▸ **WRITTEN INSTRUCTION**: Output every item below verbatim, line for line, with no changes to characters, spacing, or order.

start INFORMATION GIVEN

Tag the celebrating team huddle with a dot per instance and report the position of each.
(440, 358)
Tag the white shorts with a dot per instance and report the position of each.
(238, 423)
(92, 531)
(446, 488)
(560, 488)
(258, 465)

end INFORMATION GIVEN

▸ **TASK OUTPUT**:
Tag the celebrating team huddle with a dot per instance and report the position of each.
(440, 358)
Tag the white shorts with a dot per instance and report the position of each.
(238, 423)
(92, 531)
(446, 488)
(560, 488)
(258, 465)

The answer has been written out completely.